EXERCISE GOAL = Below is a block of records; repeat all of them exactly.

==*==

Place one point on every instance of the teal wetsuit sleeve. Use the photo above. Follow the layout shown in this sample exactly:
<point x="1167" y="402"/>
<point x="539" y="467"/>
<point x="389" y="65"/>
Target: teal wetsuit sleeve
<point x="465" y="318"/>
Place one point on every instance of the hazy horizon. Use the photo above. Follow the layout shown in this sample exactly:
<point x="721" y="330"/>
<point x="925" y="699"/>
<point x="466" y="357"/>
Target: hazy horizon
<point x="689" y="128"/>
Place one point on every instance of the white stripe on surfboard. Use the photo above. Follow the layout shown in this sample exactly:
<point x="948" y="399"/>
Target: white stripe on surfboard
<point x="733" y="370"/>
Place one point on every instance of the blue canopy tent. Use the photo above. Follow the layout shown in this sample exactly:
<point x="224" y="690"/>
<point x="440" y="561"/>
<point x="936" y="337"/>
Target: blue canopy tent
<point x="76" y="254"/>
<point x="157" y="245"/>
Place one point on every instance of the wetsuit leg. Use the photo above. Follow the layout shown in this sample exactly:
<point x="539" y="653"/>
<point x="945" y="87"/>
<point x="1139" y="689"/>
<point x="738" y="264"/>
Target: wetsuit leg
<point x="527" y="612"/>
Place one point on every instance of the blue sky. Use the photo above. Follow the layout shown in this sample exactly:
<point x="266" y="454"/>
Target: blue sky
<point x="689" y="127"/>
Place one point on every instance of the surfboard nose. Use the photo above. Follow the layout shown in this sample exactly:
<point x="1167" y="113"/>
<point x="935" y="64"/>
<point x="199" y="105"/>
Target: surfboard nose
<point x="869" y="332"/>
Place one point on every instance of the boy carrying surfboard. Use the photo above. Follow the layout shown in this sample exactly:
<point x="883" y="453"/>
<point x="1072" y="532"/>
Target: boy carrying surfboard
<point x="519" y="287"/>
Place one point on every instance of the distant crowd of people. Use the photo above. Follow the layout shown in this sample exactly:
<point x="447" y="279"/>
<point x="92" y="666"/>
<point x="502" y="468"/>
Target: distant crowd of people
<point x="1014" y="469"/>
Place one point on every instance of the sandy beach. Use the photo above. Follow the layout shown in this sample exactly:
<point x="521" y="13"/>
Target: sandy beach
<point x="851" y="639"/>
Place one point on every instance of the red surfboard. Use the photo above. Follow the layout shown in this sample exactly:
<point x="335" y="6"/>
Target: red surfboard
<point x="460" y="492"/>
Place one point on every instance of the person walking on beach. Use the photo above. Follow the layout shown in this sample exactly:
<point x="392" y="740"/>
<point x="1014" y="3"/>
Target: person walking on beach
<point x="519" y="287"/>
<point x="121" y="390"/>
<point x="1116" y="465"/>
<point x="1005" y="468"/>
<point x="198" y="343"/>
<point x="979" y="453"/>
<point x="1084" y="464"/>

==*==

RESPONSE FOR THIS EXERCISE =
Place one point on every instance of the teal wetsuit sleeve. Use the photo above. Follow the layout shown in this sample exactly:
<point x="1167" y="402"/>
<point x="539" y="467"/>
<point x="389" y="65"/>
Target: teal wetsuit sleeve
<point x="465" y="318"/>
Place one point on every instance of the hazy horizon. Use the photo above. Follow the layout shown in this sample exactly:
<point x="721" y="330"/>
<point x="925" y="699"/>
<point x="466" y="357"/>
Target: hazy horizon
<point x="689" y="128"/>
Place one point on every instance of the white stripe on surfboard. Use the photo above. Follow the layout shown in this sample exactly:
<point x="948" y="399"/>
Target: white stripe on surfboard
<point x="733" y="370"/>
Place one point on every instance of the blue canopy tent. Use the photo above. Follow the layout shown in this sample exactly:
<point x="224" y="690"/>
<point x="440" y="561"/>
<point x="936" y="337"/>
Target: blue canopy tent
<point x="76" y="254"/>
<point x="157" y="245"/>
Place one point on every instance of the wetsuit leg. Use the photo above. Follow the layout shown in this sample exactly:
<point x="539" y="653"/>
<point x="945" y="87"/>
<point x="1139" y="689"/>
<point x="738" y="264"/>
Target: wetsuit leg
<point x="527" y="612"/>
Place one point on every instance of the blue sky. Use the photo above. Follow the layout shown in this sample exactly:
<point x="266" y="454"/>
Target: blue sky
<point x="689" y="127"/>
Place one point on every instance of the surfboard nose. Use the photo above. Follow the layout shown in this sample exactly:
<point x="1167" y="113"/>
<point x="935" y="64"/>
<point x="199" y="105"/>
Target: surfboard nose
<point x="869" y="332"/>
Place one point on every instance of the boy carrying surfboard. Use the photo above. Follow the layout shown in this sample exactly:
<point x="883" y="453"/>
<point x="1072" y="532"/>
Target: boy carrying surfboard
<point x="519" y="287"/>
Place one point on every instance of the distant crowd of people. Use the photo above. Follow the layout shown in this sample exactly:
<point x="447" y="279"/>
<point x="92" y="666"/>
<point x="502" y="468"/>
Target: distant crowd of people
<point x="1014" y="469"/>
Place one point on every instance of the sandy beach. Use the photo above. Follow the layout shown in this sample exactly:
<point x="521" y="13"/>
Target: sandy beach
<point x="851" y="639"/>
Place one point on every instance of the red surfboard. Use the photo above. Follow the layout shown in this sample exactly:
<point x="335" y="6"/>
Target: red surfboard
<point x="460" y="492"/>
Place one point on every instance of the person walking on beach. Use the photo above. Follow the layout shown in this sample exactly:
<point x="392" y="740"/>
<point x="1014" y="3"/>
Target: person walking on beach
<point x="519" y="287"/>
<point x="121" y="390"/>
<point x="1116" y="465"/>
<point x="1005" y="468"/>
<point x="198" y="343"/>
<point x="979" y="453"/>
<point x="1084" y="464"/>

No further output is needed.